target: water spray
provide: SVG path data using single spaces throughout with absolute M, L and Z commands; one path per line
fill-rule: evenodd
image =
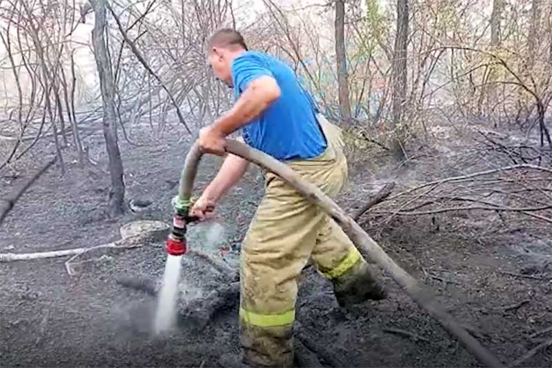
M 186 225 L 197 221 L 197 218 L 188 215 L 190 205 L 189 198 L 177 196 L 172 200 L 175 212 L 170 233 L 165 243 L 167 260 L 154 321 L 154 330 L 157 334 L 167 332 L 175 325 L 182 256 L 188 250 Z
M 483 347 L 476 338 L 469 334 L 466 329 L 445 310 L 437 301 L 433 293 L 428 290 L 420 281 L 399 266 L 350 216 L 316 185 L 305 181 L 299 174 L 285 163 L 241 143 L 228 139 L 226 142 L 225 149 L 227 152 L 254 163 L 279 176 L 306 198 L 318 205 L 343 229 L 366 259 L 377 263 L 387 271 L 393 280 L 411 298 L 435 318 L 453 337 L 457 338 L 480 362 L 485 367 L 504 367 L 500 360 Z M 161 302 L 165 302 L 167 305 L 172 307 L 172 309 L 167 309 L 166 312 L 175 313 L 175 310 L 174 303 L 176 301 L 176 293 L 178 289 L 177 287 L 177 278 L 176 278 L 177 282 L 175 283 L 174 272 L 172 272 L 174 269 L 171 267 L 174 266 L 179 275 L 180 260 L 182 254 L 186 252 L 186 224 L 194 220 L 189 217 L 188 211 L 191 203 L 190 198 L 194 180 L 201 155 L 199 145 L 196 141 L 186 156 L 179 186 L 178 196 L 173 200 L 175 216 L 172 221 L 172 229 L 166 243 L 168 256 L 165 269 L 165 280 L 168 282 L 167 285 L 173 285 L 174 286 L 173 290 L 165 291 L 166 294 L 165 298 L 164 299 L 161 295 L 159 301 L 160 306 L 162 305 Z M 172 265 L 172 258 L 178 260 L 177 263 L 175 261 L 174 265 Z M 170 277 L 167 276 L 168 274 Z M 170 284 L 170 283 L 173 283 Z M 173 298 L 170 299 L 170 298 Z M 166 316 L 174 316 L 173 314 L 164 314 L 161 307 L 158 308 L 157 314 L 161 314 L 159 320 L 163 323 L 159 323 L 158 327 L 164 327 L 170 325 L 168 324 Z M 169 320 L 168 322 L 170 320 Z

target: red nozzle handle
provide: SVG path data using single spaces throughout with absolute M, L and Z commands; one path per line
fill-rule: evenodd
M 165 243 L 165 249 L 171 256 L 181 256 L 186 253 L 186 240 L 177 241 L 169 238 Z

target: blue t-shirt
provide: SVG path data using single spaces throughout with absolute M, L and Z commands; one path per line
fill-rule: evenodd
M 235 58 L 232 76 L 236 99 L 251 81 L 264 75 L 276 79 L 282 93 L 258 118 L 243 127 L 245 142 L 281 161 L 322 154 L 327 143 L 315 108 L 293 71 L 282 61 L 252 51 Z

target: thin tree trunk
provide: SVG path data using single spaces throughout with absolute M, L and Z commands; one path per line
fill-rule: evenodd
M 347 57 L 345 52 L 345 1 L 335 1 L 335 56 L 337 64 L 339 85 L 339 115 L 341 119 L 351 122 L 351 101 L 347 81 Z
M 77 88 L 77 75 L 75 72 L 75 55 L 73 55 L 72 50 L 71 51 L 71 114 L 72 115 L 72 121 L 74 122 L 75 126 L 75 135 L 77 141 L 78 142 L 78 147 L 79 147 L 79 159 L 81 160 L 79 163 L 83 165 L 84 165 L 84 151 L 83 150 L 82 147 L 82 143 L 81 142 L 81 136 L 79 134 L 79 127 L 77 126 L 77 113 L 75 112 L 75 90 Z
M 397 161 L 405 159 L 404 149 L 404 122 L 402 121 L 406 101 L 406 45 L 408 37 L 408 1 L 397 1 L 397 34 L 392 69 L 391 101 L 395 139 L 391 149 Z
M 125 183 L 123 179 L 123 161 L 117 136 L 117 114 L 115 114 L 115 85 L 113 75 L 108 60 L 104 32 L 106 19 L 106 0 L 91 0 L 94 9 L 95 23 L 92 30 L 94 57 L 99 76 L 101 100 L 103 108 L 103 138 L 106 140 L 109 172 L 111 176 L 111 189 L 109 192 L 108 207 L 111 216 L 124 212 Z
M 529 37 L 527 39 L 527 61 L 529 72 L 535 62 L 535 55 L 538 54 L 539 42 L 538 41 L 538 30 L 540 26 L 541 0 L 533 0 L 531 7 L 531 26 L 529 28 Z
M 72 64 L 72 51 L 71 52 L 71 67 L 73 68 Z M 75 117 L 75 112 L 72 111 L 71 102 L 69 99 L 69 93 L 68 92 L 67 79 L 65 76 L 65 70 L 61 70 L 61 85 L 63 91 L 63 99 L 65 100 L 65 107 L 67 109 L 67 119 L 69 119 L 69 124 L 71 125 L 71 131 L 73 136 L 73 144 L 77 150 L 77 153 L 79 157 L 79 165 L 83 165 L 84 163 L 84 155 L 82 152 L 82 144 L 81 143 L 81 138 L 79 136 L 79 130 L 77 127 L 77 121 L 73 119 Z M 74 82 L 73 82 L 74 83 Z
M 497 46 L 502 38 L 501 21 L 504 0 L 493 0 L 493 12 L 491 14 L 491 45 Z

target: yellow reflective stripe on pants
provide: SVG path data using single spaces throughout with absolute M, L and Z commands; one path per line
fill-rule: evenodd
M 361 256 L 358 249 L 356 247 L 352 247 L 347 256 L 346 256 L 337 267 L 326 272 L 320 272 L 320 274 L 330 279 L 336 278 L 354 266 L 360 258 Z
M 278 314 L 259 314 L 239 308 L 239 316 L 249 325 L 260 327 L 275 327 L 293 323 L 295 319 L 295 309 Z

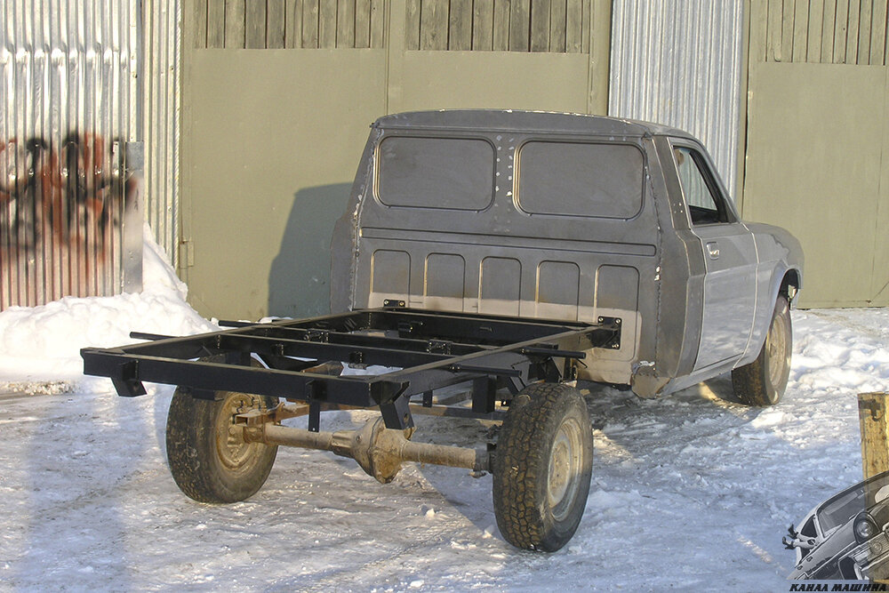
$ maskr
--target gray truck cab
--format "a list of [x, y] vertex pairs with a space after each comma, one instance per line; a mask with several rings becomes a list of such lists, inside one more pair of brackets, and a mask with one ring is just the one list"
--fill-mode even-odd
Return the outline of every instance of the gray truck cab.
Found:
[[334, 231], [332, 310], [403, 301], [617, 317], [620, 348], [593, 349], [581, 377], [642, 397], [755, 364], [777, 317], [780, 389], [747, 397], [768, 404], [787, 381], [784, 309], [802, 262], [789, 233], [741, 220], [707, 151], [684, 132], [585, 115], [406, 113], [372, 125]]

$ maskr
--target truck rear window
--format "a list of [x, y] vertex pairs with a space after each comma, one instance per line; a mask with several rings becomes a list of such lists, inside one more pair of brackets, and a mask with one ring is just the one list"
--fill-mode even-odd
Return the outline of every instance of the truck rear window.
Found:
[[377, 198], [388, 206], [485, 210], [494, 149], [484, 140], [389, 136], [377, 152]]
[[645, 158], [628, 144], [525, 144], [517, 201], [530, 214], [629, 219], [642, 210]]

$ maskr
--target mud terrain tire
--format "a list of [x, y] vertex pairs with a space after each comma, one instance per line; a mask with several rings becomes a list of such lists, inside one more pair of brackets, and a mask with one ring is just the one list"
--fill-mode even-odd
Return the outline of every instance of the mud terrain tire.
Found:
[[555, 552], [581, 523], [593, 470], [589, 414], [577, 390], [534, 383], [512, 400], [497, 443], [493, 506], [504, 539]]

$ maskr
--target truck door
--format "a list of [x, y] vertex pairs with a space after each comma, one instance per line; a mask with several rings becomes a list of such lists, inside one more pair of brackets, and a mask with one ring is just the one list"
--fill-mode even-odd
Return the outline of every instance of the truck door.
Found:
[[747, 349], [757, 304], [757, 251], [753, 234], [728, 204], [703, 152], [674, 143], [673, 156], [706, 270], [698, 371], [737, 360]]

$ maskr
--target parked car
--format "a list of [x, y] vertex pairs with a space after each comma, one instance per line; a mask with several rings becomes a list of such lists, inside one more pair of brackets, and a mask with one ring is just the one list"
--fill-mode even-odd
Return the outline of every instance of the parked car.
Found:
[[889, 570], [889, 472], [813, 509], [782, 539], [797, 554], [792, 580], [885, 578]]

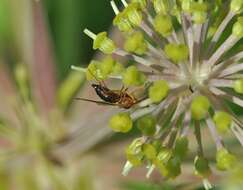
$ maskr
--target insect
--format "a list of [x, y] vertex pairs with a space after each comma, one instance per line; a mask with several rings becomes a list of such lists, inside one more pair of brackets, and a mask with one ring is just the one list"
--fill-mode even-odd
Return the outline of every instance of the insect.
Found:
[[[91, 73], [91, 71], [89, 72]], [[96, 79], [95, 75], [93, 75], [93, 77]], [[129, 109], [133, 105], [143, 100], [143, 99], [137, 100], [132, 94], [127, 92], [128, 88], [124, 88], [124, 86], [120, 90], [111, 90], [106, 86], [104, 81], [99, 81], [97, 79], [96, 81], [98, 81], [98, 84], [91, 84], [91, 86], [94, 88], [96, 94], [103, 101], [90, 100], [86, 98], [76, 98], [76, 99], [88, 101], [88, 102], [94, 102], [102, 105], [118, 106], [124, 109]]]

**Problem statement**
Render the material from its beginning through the line containing "M 186 225 L" as a two-column CSV with the headers input and output. Each row should hold one text and its answer, each in its own quoted field with line breaks replaced by spaces, and the pictures should be omitted.

**Solution**
input,output
"target: water spray provide: SVG path data using single spaces throughout with absolute M, L and Z commands; one path per line fill-rule: evenodd image =","M 186 225 L 197 221 L 197 218 L 188 215 L 190 205 L 189 198 L 177 196 L 172 200 L 175 212 L 170 233 L 165 243 L 167 260 L 154 321 L 154 330 L 157 334 L 167 332 L 175 325 L 182 256 L 188 250 Z"